Would you write out the whole listing below exactly as given?
::: Material shown :::
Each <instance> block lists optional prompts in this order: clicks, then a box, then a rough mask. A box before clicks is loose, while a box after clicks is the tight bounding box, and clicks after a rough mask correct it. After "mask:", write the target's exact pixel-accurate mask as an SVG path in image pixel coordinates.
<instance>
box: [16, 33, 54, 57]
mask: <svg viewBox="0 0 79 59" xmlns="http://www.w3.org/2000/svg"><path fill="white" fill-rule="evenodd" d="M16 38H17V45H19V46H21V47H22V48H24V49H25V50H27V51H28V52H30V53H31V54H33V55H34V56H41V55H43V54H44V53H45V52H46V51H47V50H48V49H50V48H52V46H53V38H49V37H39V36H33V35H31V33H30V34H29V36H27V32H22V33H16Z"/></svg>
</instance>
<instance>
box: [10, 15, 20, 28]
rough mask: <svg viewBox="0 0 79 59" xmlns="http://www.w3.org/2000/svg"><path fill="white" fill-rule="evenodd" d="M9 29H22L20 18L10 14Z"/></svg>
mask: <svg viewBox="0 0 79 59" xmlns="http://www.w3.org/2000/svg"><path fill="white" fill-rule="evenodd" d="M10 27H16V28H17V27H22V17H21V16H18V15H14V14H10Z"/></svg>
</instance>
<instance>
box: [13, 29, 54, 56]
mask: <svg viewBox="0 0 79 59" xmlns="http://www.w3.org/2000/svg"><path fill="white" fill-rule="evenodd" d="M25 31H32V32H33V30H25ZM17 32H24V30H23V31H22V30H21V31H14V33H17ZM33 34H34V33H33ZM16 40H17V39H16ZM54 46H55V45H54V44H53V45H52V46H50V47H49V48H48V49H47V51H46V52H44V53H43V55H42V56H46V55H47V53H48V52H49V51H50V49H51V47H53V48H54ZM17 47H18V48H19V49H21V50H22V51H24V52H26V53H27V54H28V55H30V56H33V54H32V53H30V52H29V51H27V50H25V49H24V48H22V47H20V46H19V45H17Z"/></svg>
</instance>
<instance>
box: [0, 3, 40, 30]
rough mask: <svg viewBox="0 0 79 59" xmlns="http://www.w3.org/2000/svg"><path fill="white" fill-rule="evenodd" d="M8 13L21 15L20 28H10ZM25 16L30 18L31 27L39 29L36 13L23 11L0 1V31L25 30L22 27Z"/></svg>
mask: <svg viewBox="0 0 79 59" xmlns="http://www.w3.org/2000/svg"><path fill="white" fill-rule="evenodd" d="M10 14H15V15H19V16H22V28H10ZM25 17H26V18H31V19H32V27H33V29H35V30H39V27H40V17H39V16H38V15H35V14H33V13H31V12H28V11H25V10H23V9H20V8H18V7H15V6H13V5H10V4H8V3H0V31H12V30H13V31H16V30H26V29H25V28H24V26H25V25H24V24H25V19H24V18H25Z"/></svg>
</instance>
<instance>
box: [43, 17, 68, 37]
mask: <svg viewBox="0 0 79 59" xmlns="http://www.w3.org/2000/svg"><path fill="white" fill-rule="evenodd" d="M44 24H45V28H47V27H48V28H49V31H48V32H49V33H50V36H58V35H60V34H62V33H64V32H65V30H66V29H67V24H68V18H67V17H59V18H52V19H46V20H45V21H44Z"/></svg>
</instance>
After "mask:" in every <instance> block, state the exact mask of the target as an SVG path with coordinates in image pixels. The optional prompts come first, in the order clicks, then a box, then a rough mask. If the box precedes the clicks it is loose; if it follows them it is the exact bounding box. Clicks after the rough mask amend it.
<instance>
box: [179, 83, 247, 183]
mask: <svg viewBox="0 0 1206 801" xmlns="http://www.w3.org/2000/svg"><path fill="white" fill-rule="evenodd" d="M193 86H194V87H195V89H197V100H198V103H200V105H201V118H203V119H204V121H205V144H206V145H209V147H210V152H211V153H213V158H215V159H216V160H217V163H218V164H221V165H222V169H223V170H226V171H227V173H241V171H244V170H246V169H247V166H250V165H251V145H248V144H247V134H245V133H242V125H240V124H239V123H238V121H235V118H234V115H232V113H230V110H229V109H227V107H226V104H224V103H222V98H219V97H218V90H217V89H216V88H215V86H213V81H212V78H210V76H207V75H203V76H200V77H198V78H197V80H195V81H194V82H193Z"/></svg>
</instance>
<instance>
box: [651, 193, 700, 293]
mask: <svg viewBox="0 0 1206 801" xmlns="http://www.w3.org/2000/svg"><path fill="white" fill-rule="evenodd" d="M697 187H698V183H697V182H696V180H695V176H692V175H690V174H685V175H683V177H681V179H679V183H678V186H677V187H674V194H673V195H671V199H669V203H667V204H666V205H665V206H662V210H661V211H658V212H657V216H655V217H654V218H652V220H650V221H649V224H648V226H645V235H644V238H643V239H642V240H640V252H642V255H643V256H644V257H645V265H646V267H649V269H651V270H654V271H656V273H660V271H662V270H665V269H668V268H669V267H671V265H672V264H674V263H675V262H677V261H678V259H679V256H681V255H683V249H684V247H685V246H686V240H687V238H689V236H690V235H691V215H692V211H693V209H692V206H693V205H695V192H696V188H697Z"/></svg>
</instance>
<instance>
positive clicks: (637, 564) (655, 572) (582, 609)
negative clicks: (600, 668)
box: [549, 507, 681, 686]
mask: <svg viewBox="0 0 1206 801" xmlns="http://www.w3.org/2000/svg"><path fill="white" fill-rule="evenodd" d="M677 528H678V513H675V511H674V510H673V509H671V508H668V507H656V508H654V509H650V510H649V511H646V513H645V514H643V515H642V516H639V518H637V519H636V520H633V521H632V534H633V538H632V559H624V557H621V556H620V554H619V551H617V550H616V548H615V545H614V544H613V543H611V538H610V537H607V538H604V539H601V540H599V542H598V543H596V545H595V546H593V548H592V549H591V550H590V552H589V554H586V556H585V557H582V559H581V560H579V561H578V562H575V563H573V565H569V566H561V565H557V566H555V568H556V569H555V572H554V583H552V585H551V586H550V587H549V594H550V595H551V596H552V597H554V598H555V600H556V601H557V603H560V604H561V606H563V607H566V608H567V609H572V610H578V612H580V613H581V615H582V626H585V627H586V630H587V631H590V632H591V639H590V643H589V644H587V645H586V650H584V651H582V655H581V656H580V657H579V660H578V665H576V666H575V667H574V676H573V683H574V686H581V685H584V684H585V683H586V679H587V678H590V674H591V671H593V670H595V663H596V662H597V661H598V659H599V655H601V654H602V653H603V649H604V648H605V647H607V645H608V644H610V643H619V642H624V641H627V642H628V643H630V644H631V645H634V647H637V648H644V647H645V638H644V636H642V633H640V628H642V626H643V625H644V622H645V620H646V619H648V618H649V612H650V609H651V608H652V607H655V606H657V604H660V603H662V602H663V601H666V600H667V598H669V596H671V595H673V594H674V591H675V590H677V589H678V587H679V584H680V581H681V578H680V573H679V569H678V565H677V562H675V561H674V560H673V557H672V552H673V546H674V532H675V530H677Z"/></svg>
:::
* Answer area *
Each <instance> block lists optional prompts in this order: clicks, then a box, then a rough mask. A box before clicks is loose, while a box after clicks is the tight bounding box, and clicks after a rough mask correct it. After "mask:", write the target's exact pixel-accurate mask as an SVG path in image pixel coordinates.
<instance>
box: [16, 33, 54, 57]
mask: <svg viewBox="0 0 79 59" xmlns="http://www.w3.org/2000/svg"><path fill="white" fill-rule="evenodd" d="M16 38H17V45H19V46H21V47H22V48H24V49H25V50H27V51H28V52H30V53H31V54H33V55H34V56H41V55H43V54H44V53H45V52H46V51H47V50H48V49H50V48H52V46H53V38H49V37H39V36H33V35H31V33H30V34H29V36H27V32H22V33H16Z"/></svg>
</instance>
<instance>
box: [10, 15, 20, 28]
rough mask: <svg viewBox="0 0 79 59" xmlns="http://www.w3.org/2000/svg"><path fill="white" fill-rule="evenodd" d="M9 29H22L20 18L10 14Z"/></svg>
mask: <svg viewBox="0 0 79 59" xmlns="http://www.w3.org/2000/svg"><path fill="white" fill-rule="evenodd" d="M10 27H16V28H17V27H22V17H21V16H18V15H14V14H10Z"/></svg>
</instance>
<instance>
box: [13, 29, 54, 56]
mask: <svg viewBox="0 0 79 59" xmlns="http://www.w3.org/2000/svg"><path fill="white" fill-rule="evenodd" d="M25 31H32V32H33V30H25ZM17 32H24V30H23V31H22V30H21V31H14V33H17ZM33 34H34V33H33ZM16 40H17V39H16ZM54 46H55V45H54V44H53V45H52V46H50V47H49V48H48V49H47V51H46V52H44V53H43V55H42V56H46V55H47V53H48V52H49V51H50V49H51V47H53V48H54ZM17 47H18V48H19V49H21V50H22V51H24V52H26V53H27V54H28V55H30V56H33V54H32V53H30V52H29V51H27V50H25V49H24V48H22V47H20V46H19V45H17Z"/></svg>
</instance>
<instance>
box: [0, 3, 40, 30]
rough mask: <svg viewBox="0 0 79 59" xmlns="http://www.w3.org/2000/svg"><path fill="white" fill-rule="evenodd" d="M8 13L21 15L20 28H10ZM25 16L30 18L31 27L39 29L36 13L23 11L0 1V31L25 30L22 27Z"/></svg>
mask: <svg viewBox="0 0 79 59" xmlns="http://www.w3.org/2000/svg"><path fill="white" fill-rule="evenodd" d="M10 14H15V15H19V16H22V28H10ZM25 17H26V18H31V19H32V27H33V29H35V30H39V27H40V17H39V16H38V15H35V14H33V13H31V12H28V11H25V10H23V9H20V8H18V7H15V6H13V5H10V4H8V3H0V31H12V30H13V31H16V30H26V29H25V28H24V26H25V25H24V24H25V19H24V18H25Z"/></svg>
</instance>
<instance>
box: [43, 17, 68, 37]
mask: <svg viewBox="0 0 79 59" xmlns="http://www.w3.org/2000/svg"><path fill="white" fill-rule="evenodd" d="M44 24H45V28H47V27H48V28H49V31H48V32H49V33H50V36H58V35H60V34H62V33H64V32H65V30H66V29H67V24H68V18H67V17H59V18H52V19H46V20H45V21H44Z"/></svg>
</instance>
After "mask:" in every <instance> block, state the exact mask of the target as an SVG path with coordinates in image pixels. The optional prompts come first, in the order clicks, then a box, then a rough mask. If the box precedes the clicks it is loose; if it follows them it is the exact bounding box. Clicks after the rough mask amend it.
<instance>
box: [179, 83, 247, 183]
mask: <svg viewBox="0 0 1206 801" xmlns="http://www.w3.org/2000/svg"><path fill="white" fill-rule="evenodd" d="M193 86H194V87H195V89H197V100H198V103H200V105H201V118H203V119H204V121H205V144H206V145H209V147H210V152H211V153H213V158H215V159H216V160H217V163H218V164H221V165H222V169H223V170H226V171H227V173H241V171H244V170H246V169H247V166H250V165H251V145H248V144H247V134H245V133H242V125H240V124H239V123H238V121H235V118H234V115H232V113H230V110H229V109H227V107H226V104H224V103H222V98H219V97H218V90H217V89H216V88H215V86H213V81H212V78H210V76H207V75H203V76H200V77H198V78H197V80H195V81H194V82H193Z"/></svg>
</instance>
<instance>
box: [651, 193, 700, 293]
mask: <svg viewBox="0 0 1206 801" xmlns="http://www.w3.org/2000/svg"><path fill="white" fill-rule="evenodd" d="M697 187H698V183H697V182H696V180H695V176H692V175H690V174H685V175H683V177H681V179H679V183H678V186H677V187H674V194H673V195H671V199H669V203H667V204H666V205H665V206H662V210H661V211H658V212H657V216H655V217H654V218H652V220H650V221H649V224H648V226H645V235H644V238H643V239H642V240H640V252H642V255H643V256H644V257H645V265H646V267H649V269H651V270H654V271H656V273H660V271H662V270H665V269H668V268H669V267H671V265H672V264H674V263H675V262H677V261H678V259H679V256H681V255H683V249H684V247H685V246H686V240H687V238H689V236H690V235H691V215H692V211H693V209H692V206H693V205H695V192H696V188H697Z"/></svg>
</instance>
<instance>
positive clicks: (637, 564) (655, 572) (582, 609)
negative clicks: (600, 668)
box: [549, 507, 681, 686]
mask: <svg viewBox="0 0 1206 801" xmlns="http://www.w3.org/2000/svg"><path fill="white" fill-rule="evenodd" d="M677 528H678V513H675V511H674V510H673V509H671V508H668V507H656V508H654V509H650V510H649V511H646V513H645V514H643V515H642V516H639V518H637V519H636V520H633V521H632V534H633V538H632V559H624V557H621V556H620V554H619V551H617V550H616V548H615V545H614V544H613V543H611V538H610V537H607V538H604V539H601V540H599V542H598V543H596V545H595V546H593V548H592V549H591V550H590V552H589V554H586V556H585V557H582V559H581V560H579V561H578V562H575V563H573V565H569V566H561V565H557V566H555V568H556V569H555V572H554V583H552V585H551V586H550V587H549V594H550V595H551V596H552V597H554V598H555V600H556V601H557V603H560V604H561V606H563V607H566V608H567V609H572V610H578V612H580V613H581V615H582V626H585V627H586V630H587V631H590V632H591V639H590V643H589V644H587V645H586V650H584V651H582V655H581V656H580V657H579V660H578V665H576V666H575V667H574V676H573V683H574V686H581V685H584V684H585V683H586V679H587V678H590V674H591V671H593V670H595V663H596V662H597V661H598V659H599V655H601V654H602V653H603V649H604V648H605V647H607V645H608V644H610V643H619V642H624V641H627V642H628V643H630V644H631V645H634V647H637V648H644V647H645V638H644V636H642V633H640V628H642V626H643V625H644V622H645V620H646V619H648V618H649V612H650V609H651V608H652V607H655V606H657V604H660V603H662V602H663V601H666V600H667V598H669V596H671V595H673V594H674V591H675V590H677V589H678V587H679V584H680V581H681V578H680V573H679V569H678V565H677V562H675V561H674V560H673V557H672V552H673V546H674V532H675V530H677Z"/></svg>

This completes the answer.